• PASSAGE PROVIDED:
▼

#122 Targets

Directed by Peter Bogdanovich

Year 1968

“I know how people think of me these days. Old-fashioned, outmoded. You can’t change a lifetime with one picture.”

On the Macro, Targets shows the transition from classic Horror to modern real-world terrors by placing two stories on an eventual collision course. The aging Hollywood horror icon – Boris Karloff essentially playing himself – looks back on and deconstructs his career while a troubled gun enthusiast looks to practice on actual humans. The scenes with Karloff are formal, cleverly written and classically composed. The scenes with the sniper are documentary style, with most dialogue coming from radios and television. They’re patient and breathe, which creates the tension (and a certain amount of boredom.) Because there’s no psychological analysis, the sniper isn’t a very interesting character to follow. Karloff is entrancingly charismatic, but the sniper is carelessly dangerous.

▲

• EXERCISE DETAILS:
Answer these questions from the review of Targets above.
1. Who directed Targets?
2. What year is given for the film?
3. In what style are the scenes with the sniper filmed?

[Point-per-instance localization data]
▼

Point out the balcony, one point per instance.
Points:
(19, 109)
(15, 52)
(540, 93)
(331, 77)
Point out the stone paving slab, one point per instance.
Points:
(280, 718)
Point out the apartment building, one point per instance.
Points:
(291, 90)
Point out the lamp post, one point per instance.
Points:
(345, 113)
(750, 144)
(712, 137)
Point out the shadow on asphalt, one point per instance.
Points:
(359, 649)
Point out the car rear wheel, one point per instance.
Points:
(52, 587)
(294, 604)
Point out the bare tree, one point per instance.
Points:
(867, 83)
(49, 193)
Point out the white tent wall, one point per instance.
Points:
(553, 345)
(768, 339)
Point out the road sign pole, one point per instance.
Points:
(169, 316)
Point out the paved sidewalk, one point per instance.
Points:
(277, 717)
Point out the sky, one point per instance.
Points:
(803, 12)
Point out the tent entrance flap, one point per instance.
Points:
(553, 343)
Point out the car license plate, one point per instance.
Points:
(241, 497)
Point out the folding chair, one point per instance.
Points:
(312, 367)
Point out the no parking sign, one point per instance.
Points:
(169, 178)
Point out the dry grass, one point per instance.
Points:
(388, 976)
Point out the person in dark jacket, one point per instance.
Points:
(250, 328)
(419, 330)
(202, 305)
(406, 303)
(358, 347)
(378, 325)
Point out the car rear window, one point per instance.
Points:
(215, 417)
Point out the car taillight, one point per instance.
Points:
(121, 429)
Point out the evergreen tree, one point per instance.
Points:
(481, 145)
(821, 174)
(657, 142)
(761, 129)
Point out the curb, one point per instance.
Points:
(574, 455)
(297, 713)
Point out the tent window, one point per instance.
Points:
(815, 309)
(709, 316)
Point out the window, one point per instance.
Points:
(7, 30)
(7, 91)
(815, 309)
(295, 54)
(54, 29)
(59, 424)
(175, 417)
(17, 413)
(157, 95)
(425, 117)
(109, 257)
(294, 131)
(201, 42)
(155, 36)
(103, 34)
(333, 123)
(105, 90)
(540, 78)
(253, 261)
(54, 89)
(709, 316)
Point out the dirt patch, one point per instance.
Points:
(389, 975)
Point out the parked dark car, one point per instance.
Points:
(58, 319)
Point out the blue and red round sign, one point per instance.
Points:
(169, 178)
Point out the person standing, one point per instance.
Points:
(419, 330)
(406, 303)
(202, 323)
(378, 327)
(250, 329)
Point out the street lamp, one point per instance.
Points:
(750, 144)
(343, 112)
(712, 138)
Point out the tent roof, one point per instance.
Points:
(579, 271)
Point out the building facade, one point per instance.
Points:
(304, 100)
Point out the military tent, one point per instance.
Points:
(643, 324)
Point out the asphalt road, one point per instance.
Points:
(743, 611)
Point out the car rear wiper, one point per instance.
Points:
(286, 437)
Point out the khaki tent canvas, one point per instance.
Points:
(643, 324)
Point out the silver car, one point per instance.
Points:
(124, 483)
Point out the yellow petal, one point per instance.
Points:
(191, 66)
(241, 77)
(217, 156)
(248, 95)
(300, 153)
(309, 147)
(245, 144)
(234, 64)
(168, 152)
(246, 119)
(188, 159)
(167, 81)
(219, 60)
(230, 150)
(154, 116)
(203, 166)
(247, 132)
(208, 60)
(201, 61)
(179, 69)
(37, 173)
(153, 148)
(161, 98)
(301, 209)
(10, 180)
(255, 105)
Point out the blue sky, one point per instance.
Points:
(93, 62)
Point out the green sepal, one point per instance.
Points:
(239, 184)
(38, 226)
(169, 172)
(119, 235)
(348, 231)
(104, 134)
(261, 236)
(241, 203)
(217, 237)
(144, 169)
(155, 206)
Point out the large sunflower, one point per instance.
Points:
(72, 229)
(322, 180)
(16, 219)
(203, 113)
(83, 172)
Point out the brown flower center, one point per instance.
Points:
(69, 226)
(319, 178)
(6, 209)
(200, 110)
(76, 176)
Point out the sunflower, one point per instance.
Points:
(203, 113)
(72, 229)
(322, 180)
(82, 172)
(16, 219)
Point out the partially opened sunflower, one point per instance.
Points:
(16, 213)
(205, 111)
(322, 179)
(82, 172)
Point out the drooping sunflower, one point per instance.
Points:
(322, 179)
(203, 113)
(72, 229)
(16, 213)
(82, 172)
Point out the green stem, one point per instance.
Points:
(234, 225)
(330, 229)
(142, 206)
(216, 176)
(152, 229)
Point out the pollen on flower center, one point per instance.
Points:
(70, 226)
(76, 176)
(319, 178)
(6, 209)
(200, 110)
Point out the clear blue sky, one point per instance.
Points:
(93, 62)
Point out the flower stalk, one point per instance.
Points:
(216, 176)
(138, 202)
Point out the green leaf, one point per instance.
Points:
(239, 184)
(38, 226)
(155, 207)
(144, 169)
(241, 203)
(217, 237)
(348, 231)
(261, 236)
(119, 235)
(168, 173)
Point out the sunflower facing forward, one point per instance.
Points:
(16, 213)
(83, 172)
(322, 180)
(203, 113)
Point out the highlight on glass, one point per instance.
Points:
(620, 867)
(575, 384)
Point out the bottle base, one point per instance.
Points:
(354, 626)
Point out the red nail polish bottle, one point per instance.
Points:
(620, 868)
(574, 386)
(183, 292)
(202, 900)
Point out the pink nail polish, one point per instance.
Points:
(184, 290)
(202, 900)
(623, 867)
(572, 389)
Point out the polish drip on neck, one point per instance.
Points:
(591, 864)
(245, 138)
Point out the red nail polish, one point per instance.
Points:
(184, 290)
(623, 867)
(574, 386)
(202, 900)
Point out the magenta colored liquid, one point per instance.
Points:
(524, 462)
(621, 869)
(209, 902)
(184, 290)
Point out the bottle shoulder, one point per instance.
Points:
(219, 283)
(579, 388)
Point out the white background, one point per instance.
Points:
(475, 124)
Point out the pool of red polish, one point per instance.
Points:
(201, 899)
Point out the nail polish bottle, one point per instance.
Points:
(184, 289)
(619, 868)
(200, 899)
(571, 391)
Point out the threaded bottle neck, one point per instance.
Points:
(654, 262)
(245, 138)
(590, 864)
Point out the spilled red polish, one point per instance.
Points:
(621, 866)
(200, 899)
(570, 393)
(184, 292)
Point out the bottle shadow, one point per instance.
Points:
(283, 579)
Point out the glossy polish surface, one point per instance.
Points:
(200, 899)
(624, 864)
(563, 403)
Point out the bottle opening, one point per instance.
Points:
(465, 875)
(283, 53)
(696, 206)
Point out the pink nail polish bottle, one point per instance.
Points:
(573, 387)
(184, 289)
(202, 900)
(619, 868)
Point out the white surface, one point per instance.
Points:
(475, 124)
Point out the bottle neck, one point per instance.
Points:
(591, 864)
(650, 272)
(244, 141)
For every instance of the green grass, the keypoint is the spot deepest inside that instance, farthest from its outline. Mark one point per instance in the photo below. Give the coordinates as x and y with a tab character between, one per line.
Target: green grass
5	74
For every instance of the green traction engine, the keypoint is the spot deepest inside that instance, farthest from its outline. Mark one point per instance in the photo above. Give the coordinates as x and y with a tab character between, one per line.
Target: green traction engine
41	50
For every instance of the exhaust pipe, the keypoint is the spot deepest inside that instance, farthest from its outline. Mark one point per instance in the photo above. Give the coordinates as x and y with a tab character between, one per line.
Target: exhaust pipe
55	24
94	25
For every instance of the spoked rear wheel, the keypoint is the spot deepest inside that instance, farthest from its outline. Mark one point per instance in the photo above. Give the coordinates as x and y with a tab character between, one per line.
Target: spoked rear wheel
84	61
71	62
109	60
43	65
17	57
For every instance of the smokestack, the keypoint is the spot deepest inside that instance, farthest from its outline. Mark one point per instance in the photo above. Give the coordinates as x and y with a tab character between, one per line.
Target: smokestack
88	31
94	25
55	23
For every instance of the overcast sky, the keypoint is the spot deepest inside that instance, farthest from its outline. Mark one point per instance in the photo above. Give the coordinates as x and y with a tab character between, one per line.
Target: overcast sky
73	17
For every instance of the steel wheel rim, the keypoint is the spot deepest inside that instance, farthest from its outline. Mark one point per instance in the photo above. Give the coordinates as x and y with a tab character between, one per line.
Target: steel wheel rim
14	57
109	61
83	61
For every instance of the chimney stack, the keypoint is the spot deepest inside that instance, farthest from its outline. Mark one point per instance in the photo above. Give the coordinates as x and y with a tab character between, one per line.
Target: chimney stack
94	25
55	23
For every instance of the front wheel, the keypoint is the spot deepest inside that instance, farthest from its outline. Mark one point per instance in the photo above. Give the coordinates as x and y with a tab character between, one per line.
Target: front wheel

▲

• FINAL ANSWER:
1. Peter Bogdanovich
2. 1968
3. Documentary style, with most dialogue coming from radios and television